** Exercise goal **
Where a line of the entries holds the string "instance", copy that line.
○ ○ ○ ○ ○ ○ ○
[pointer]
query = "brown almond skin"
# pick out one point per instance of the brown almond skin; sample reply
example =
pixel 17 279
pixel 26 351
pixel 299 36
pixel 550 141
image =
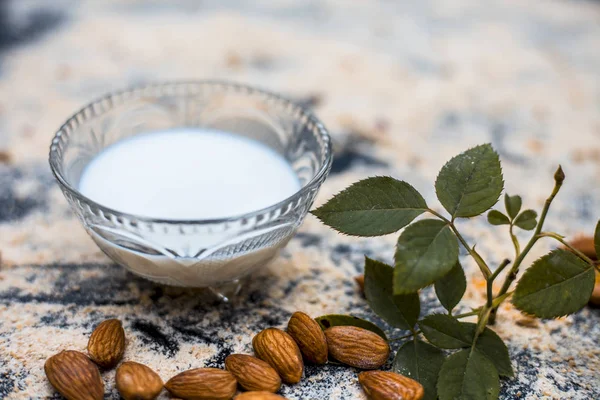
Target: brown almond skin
pixel 309 336
pixel 258 396
pixel 252 373
pixel 383 385
pixel 136 381
pixel 357 347
pixel 281 352
pixel 107 343
pixel 203 384
pixel 74 376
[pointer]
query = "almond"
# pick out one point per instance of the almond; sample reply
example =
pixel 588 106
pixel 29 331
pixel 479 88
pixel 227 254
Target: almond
pixel 107 343
pixel 309 336
pixel 381 385
pixel 281 352
pixel 258 396
pixel 74 376
pixel 136 381
pixel 203 384
pixel 357 347
pixel 252 373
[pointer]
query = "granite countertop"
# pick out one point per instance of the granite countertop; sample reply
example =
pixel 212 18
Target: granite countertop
pixel 402 86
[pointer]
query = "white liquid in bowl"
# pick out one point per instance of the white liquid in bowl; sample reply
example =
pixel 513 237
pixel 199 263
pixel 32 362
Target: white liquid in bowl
○ ○ ○ ○ ○ ○ ○
** Task solution **
# pick out one point per instance of the brown almond skin; sample reply
# pick out one point per instance of the almond; sample reply
# pick out one point per instance of the granite countertop; sample reply
# pick out one point per instance of the white liquid in bowl; sample reply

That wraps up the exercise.